▶ [Goal]:
Can you arrange the lines below, starting with the one containing "the white marble" and going on through the end of the items, as a JSON list of strings with one string per line, leaving out blank lines and any pictures?

▶ [Exercise material]:
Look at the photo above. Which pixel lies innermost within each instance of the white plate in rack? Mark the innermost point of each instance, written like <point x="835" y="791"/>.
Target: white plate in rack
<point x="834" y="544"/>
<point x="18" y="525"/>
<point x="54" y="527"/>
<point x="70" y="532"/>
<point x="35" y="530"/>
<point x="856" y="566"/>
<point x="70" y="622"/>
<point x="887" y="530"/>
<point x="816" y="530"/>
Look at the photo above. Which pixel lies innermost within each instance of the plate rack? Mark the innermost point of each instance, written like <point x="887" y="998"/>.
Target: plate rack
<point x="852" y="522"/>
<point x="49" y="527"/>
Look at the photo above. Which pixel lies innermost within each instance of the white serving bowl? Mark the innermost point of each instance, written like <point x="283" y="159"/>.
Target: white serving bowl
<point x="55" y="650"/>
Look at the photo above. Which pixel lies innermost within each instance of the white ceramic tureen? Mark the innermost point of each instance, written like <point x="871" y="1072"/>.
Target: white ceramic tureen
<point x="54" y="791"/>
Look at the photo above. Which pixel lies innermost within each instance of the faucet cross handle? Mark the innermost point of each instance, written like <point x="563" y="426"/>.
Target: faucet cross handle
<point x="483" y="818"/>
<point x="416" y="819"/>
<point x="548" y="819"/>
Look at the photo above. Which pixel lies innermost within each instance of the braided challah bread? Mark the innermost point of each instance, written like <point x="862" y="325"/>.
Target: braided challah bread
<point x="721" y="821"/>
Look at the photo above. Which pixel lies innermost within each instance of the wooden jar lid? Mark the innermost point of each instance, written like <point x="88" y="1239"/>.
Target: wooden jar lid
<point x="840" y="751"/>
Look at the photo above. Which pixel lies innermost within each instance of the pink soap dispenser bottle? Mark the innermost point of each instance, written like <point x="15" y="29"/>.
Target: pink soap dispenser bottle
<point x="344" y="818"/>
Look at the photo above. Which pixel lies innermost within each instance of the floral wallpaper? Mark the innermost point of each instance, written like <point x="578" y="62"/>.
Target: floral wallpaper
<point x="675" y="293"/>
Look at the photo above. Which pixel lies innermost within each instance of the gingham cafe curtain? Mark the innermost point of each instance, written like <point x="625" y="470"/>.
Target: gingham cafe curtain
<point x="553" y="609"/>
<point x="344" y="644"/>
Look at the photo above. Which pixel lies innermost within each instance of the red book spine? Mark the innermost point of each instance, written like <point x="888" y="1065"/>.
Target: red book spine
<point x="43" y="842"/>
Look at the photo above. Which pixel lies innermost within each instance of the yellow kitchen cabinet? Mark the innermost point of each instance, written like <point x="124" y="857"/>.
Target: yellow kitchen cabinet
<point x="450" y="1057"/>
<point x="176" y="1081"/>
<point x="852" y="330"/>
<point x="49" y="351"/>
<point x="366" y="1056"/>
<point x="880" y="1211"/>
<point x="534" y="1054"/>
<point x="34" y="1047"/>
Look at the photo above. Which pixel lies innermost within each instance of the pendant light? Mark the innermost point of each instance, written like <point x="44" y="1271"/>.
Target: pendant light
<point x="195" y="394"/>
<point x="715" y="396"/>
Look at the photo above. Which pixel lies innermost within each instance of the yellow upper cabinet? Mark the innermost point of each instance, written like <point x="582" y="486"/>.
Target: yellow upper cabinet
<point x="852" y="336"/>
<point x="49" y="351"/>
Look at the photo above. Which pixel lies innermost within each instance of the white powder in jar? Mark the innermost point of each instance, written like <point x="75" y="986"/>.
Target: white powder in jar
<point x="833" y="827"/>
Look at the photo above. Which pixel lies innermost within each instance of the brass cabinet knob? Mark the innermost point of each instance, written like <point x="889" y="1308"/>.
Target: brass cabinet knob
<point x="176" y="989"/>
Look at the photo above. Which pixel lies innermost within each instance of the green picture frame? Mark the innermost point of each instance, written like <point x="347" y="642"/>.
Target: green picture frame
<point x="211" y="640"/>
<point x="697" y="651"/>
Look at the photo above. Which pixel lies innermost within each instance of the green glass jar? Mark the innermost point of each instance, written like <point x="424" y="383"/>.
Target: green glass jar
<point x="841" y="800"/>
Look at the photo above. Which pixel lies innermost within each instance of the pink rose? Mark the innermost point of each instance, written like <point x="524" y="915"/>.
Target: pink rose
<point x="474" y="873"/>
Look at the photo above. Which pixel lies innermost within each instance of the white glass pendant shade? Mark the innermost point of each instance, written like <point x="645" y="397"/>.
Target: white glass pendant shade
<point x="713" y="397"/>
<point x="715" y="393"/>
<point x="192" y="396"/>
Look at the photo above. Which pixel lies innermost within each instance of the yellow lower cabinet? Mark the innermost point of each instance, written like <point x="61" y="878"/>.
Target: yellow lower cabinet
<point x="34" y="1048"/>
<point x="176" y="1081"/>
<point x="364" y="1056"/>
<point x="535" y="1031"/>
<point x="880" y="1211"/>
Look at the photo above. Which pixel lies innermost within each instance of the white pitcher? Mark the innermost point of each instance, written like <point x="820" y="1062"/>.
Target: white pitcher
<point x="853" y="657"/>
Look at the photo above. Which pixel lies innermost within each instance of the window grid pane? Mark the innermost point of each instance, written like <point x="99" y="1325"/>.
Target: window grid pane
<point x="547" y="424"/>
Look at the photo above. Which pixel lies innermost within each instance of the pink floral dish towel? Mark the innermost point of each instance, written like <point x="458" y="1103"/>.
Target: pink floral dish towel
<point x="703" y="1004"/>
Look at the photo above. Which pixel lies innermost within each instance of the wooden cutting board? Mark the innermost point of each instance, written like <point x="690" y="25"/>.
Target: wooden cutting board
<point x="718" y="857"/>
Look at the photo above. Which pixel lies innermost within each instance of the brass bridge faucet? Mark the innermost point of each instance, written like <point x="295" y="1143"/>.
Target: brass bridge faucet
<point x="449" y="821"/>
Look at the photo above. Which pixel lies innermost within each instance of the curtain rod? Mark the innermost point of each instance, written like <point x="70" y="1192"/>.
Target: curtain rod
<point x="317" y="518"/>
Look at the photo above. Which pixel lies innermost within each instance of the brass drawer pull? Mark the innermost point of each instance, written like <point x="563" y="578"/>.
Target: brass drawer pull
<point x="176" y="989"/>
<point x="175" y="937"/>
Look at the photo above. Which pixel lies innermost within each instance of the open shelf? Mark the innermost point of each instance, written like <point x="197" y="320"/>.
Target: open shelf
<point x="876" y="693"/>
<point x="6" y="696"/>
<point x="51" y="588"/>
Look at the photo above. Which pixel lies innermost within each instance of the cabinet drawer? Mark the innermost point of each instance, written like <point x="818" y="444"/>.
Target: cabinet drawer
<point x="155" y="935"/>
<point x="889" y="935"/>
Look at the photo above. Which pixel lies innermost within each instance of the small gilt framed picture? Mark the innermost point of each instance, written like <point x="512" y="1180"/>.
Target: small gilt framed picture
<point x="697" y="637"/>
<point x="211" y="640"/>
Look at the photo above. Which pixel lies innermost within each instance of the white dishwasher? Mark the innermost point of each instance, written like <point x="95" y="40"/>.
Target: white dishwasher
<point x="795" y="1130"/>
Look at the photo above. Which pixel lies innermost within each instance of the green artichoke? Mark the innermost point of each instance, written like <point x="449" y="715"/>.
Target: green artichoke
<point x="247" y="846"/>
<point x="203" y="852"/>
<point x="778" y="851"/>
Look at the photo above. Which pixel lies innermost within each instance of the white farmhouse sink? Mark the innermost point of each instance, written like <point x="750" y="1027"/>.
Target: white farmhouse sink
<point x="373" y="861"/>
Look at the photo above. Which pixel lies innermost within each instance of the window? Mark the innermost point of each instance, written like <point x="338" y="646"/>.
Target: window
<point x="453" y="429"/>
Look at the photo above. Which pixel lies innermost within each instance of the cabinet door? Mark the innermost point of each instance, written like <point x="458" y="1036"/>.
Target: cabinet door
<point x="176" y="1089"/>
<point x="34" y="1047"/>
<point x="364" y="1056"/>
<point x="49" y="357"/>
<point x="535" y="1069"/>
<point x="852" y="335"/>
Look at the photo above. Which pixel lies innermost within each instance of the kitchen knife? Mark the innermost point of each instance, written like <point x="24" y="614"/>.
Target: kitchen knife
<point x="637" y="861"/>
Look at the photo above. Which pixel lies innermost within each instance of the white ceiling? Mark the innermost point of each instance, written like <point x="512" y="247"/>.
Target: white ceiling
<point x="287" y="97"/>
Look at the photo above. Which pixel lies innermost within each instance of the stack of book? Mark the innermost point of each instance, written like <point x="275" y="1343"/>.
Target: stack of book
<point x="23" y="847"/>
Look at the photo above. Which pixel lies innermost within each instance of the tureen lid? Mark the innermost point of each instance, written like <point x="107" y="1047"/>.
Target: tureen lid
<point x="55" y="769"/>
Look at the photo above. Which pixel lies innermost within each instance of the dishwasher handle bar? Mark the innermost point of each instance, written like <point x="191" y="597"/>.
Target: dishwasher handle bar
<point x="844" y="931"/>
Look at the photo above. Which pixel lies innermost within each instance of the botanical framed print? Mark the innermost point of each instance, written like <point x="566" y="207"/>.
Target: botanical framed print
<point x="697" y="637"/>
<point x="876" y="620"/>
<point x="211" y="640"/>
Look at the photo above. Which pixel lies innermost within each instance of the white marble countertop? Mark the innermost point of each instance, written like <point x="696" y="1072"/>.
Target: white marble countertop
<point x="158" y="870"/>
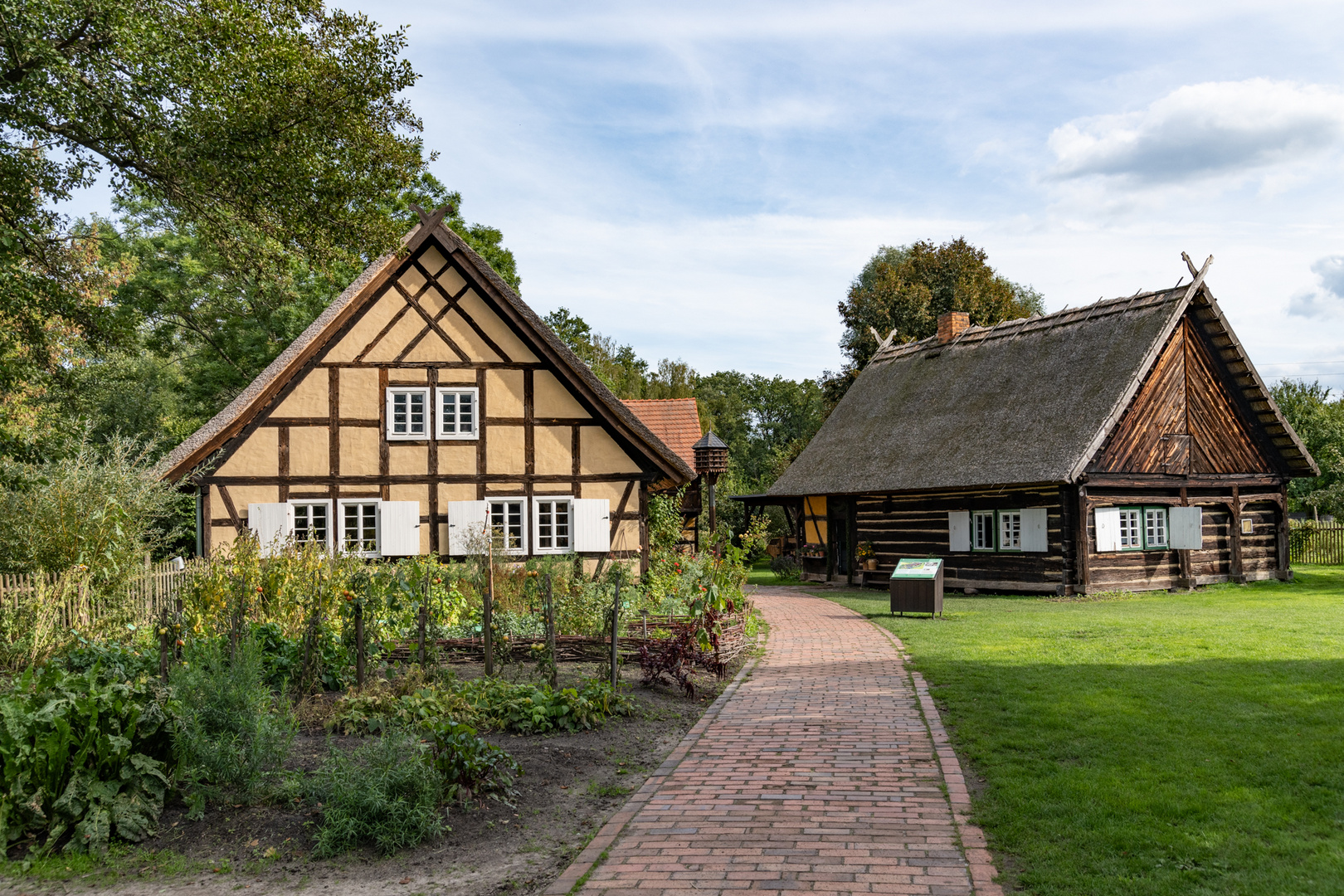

▶ [Result of this exercise]:
[
  "Look at the photo above. Which pixel lies innermost within each instance of the white marble countertop? Mark the innermost point of each instance, written like <point x=\"696\" y=\"1072\"/>.",
  "Target: white marble countertop",
  "<point x=\"158\" y=\"870\"/>"
]